Because I am bound by Circuit precedent, see Drake v. Scott, 812 F.2d 395, 400 (8th Cir.1987), I reluctantly concur in the judgment. I write separately because I believe this Court erroneously concluded in United States v. Starks, 551 F.3d 839 (8th Cir.2009), that a district court does not have the authority to reduce a defendant’s sentence to a term below the amended guidelines range. See id. at 843. As noted in Starks, there is a circuit split on this issue. Compare United States v. Hicks, 472 F.3d 1167, 1169 (9th Cir.2007) (holding a district court has the authority to reduce a defendant’s sentence to a term below the amended guidelines range), with United States v. Rhodes, 549 F.3d 833, 841 (10th Cir.2008) (holding a district court does not have the authority to reduce a defendant’s sentence to a term below the amended guidelines range), United States v. Dunphy, 551 F.3d 247, 255 (4th Cir.2009) (same), United States v. Melvin, 556 F.3d 1190, 2009 WL 236053, at *3 (11th Cir. Feb.3, 2009) (same), United States v. Cunningham, 554 F.3d 703, 708-09 (7th Cir.2009) (same). Unlike the Starks court, I agree with the Ninth Circuit in Hicks.

----

→ REQUIRED TASK:
Answer these about the concurring opinion above, one per line:
1. What case does the writer cite as the binding Circuit precedent?
2. What decision does the writer believe this Court got wrong?
3. Which circuit's ruling does the writer side with?

→ ROWS:
----

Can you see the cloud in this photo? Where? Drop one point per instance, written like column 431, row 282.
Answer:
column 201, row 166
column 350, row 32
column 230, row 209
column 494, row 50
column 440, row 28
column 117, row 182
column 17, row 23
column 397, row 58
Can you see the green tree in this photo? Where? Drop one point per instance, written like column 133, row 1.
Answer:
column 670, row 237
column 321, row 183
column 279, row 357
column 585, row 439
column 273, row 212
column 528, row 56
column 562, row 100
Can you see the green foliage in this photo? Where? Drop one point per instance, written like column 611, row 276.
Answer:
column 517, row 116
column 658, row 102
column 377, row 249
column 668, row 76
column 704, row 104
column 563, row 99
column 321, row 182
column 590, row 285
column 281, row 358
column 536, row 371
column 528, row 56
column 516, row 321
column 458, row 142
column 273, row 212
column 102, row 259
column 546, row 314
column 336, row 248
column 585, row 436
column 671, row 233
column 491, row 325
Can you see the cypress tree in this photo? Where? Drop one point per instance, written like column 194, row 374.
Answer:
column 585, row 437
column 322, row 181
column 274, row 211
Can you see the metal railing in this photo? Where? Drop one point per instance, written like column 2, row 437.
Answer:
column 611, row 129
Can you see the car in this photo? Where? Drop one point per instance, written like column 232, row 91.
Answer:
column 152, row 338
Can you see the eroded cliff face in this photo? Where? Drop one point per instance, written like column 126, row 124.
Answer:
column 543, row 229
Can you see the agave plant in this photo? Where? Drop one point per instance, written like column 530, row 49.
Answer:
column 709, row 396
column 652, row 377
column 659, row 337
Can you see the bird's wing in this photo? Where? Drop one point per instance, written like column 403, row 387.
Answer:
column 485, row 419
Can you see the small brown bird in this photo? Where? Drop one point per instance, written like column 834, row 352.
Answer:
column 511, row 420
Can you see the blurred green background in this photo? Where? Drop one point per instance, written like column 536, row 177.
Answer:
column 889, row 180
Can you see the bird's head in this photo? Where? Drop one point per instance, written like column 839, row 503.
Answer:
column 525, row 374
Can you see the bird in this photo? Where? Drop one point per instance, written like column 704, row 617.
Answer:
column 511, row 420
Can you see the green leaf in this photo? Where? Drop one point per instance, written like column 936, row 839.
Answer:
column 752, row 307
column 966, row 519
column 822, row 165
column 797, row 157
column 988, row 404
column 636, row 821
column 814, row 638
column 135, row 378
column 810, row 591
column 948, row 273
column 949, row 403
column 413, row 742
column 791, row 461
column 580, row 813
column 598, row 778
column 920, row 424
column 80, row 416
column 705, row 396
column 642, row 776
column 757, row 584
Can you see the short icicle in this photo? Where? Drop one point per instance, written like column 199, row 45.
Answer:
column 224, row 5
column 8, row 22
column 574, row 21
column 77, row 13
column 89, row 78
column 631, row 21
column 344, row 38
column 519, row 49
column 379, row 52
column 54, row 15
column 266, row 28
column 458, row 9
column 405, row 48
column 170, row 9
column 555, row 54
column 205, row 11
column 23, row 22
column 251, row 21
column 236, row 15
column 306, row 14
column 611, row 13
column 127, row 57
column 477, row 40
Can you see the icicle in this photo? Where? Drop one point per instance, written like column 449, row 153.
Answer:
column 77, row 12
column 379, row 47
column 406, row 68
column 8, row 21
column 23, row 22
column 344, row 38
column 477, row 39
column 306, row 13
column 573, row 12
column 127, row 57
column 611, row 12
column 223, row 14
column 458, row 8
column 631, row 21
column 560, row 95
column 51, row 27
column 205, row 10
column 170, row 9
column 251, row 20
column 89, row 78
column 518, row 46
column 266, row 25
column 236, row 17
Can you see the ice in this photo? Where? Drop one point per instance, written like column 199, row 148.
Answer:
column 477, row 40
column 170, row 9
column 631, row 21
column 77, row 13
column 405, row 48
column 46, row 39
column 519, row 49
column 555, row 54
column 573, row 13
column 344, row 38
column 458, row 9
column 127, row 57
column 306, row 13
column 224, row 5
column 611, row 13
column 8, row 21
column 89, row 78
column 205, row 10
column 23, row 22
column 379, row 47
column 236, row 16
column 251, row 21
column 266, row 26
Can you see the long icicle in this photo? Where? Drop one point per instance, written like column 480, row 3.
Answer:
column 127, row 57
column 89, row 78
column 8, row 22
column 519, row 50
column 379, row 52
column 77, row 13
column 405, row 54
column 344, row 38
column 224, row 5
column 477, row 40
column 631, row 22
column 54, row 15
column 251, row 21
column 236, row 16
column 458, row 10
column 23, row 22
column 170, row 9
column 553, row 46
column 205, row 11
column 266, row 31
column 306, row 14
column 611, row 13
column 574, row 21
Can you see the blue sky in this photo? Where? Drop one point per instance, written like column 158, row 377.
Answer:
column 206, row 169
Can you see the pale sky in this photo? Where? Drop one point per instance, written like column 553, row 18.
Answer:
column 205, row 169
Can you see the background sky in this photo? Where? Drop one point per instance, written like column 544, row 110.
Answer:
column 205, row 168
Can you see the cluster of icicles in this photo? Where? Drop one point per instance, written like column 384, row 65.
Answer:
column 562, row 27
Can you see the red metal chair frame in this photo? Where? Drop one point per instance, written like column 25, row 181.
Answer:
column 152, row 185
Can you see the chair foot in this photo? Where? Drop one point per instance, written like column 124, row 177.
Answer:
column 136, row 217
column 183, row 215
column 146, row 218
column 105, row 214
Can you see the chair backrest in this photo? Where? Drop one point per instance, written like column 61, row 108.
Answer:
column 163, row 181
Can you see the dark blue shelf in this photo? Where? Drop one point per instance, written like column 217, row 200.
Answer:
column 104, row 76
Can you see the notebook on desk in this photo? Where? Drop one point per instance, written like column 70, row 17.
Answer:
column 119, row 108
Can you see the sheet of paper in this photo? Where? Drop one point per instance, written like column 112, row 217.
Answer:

----

→ WRITTEN REPLY:
1. Drake v. Scott, 812 F.2d 395, 400 (8th Cir.1987)
2. United States v. Starks, 551 F.3d 839 (8th Cir.2009)
3. The Ninth Circuit, in United States v. Hicks